> TASK BRIEF
Reproduce the lines of the records verbatim, from the line with "segment --target=white cloud" up to and including the line with "Segment every instance of the white cloud.", and nothing else.

::::

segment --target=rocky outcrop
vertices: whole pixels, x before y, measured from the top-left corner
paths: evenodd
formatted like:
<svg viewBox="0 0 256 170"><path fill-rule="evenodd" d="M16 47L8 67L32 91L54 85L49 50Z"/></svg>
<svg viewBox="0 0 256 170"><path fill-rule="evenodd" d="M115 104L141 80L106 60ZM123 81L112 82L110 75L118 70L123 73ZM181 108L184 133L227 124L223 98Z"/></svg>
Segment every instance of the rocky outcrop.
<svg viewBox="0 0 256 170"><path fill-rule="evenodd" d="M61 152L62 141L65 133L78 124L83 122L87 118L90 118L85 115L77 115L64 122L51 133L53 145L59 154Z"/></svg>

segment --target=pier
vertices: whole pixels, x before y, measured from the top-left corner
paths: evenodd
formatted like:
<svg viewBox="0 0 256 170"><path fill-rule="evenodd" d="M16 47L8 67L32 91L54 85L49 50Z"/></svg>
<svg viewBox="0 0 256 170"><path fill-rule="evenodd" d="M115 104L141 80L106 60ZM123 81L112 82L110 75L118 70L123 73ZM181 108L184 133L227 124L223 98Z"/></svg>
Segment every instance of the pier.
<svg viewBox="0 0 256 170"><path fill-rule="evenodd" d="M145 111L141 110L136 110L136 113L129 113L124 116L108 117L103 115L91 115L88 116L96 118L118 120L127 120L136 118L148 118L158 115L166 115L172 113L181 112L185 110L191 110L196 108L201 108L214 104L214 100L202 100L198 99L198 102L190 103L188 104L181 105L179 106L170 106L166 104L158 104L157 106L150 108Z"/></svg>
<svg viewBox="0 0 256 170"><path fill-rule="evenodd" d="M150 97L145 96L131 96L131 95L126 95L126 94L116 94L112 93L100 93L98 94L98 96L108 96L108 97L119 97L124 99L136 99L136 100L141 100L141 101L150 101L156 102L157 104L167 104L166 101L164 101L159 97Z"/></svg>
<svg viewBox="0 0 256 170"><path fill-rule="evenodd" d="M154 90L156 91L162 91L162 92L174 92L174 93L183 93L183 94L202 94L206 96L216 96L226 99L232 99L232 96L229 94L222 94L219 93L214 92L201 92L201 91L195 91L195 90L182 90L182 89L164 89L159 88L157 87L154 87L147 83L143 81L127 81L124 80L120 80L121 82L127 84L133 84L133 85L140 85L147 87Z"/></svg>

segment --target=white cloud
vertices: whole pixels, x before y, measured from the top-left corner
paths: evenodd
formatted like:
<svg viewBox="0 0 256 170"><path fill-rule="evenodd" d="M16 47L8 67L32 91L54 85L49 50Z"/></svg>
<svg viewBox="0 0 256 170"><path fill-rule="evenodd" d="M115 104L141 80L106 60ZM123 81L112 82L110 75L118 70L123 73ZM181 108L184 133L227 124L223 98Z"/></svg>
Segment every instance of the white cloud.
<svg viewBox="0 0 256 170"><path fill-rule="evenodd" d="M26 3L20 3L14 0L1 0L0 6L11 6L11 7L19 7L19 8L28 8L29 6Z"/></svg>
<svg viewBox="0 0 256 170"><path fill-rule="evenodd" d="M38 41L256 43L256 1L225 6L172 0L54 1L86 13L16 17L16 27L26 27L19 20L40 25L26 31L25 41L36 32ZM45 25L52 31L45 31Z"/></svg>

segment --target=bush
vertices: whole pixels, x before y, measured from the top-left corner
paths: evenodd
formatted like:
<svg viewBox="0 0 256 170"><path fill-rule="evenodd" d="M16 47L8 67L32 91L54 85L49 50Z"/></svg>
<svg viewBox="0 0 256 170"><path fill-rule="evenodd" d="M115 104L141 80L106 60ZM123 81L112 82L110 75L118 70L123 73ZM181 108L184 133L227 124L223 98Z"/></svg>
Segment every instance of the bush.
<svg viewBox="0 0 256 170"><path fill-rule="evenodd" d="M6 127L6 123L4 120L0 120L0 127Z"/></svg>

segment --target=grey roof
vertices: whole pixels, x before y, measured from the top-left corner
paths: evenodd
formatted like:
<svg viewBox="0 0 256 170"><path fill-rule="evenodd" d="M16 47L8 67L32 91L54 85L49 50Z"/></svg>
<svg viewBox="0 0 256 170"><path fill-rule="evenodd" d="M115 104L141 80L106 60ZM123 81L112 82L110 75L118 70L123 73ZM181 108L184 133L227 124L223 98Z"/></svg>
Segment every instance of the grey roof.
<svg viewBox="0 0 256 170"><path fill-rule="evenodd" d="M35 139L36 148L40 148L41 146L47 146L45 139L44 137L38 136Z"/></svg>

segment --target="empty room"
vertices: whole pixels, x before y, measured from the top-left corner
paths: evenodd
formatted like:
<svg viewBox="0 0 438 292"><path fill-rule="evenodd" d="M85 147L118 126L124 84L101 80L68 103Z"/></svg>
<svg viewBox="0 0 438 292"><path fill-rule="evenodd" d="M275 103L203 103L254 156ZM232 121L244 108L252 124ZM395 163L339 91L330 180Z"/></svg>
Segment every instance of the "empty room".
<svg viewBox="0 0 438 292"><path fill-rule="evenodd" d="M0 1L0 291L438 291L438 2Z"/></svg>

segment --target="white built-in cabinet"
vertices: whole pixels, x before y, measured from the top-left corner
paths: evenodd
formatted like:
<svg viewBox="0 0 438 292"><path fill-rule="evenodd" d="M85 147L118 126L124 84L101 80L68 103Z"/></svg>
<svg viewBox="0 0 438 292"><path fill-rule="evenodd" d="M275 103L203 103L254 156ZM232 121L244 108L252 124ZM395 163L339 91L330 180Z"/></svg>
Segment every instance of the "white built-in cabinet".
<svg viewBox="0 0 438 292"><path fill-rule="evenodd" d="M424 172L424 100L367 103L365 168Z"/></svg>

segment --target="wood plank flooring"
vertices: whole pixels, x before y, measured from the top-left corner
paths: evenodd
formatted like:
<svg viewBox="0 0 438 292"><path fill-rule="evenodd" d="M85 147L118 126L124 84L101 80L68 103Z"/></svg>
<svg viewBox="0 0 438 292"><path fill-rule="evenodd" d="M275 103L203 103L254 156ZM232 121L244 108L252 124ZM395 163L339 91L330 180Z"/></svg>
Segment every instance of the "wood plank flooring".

::::

> RESULT
segment --target=white cloud
vertices: whole pixels, x before y, measured from the top-left corner
paths: evenodd
formatted like:
<svg viewBox="0 0 256 170"><path fill-rule="evenodd" d="M16 47L8 67L32 91L54 85L49 50Z"/></svg>
<svg viewBox="0 0 256 170"><path fill-rule="evenodd" d="M115 104L141 80L106 60ZM123 81L112 82L110 75L118 70L123 73ZM181 108L184 133L227 124L223 98Z"/></svg>
Segment every instance of the white cloud.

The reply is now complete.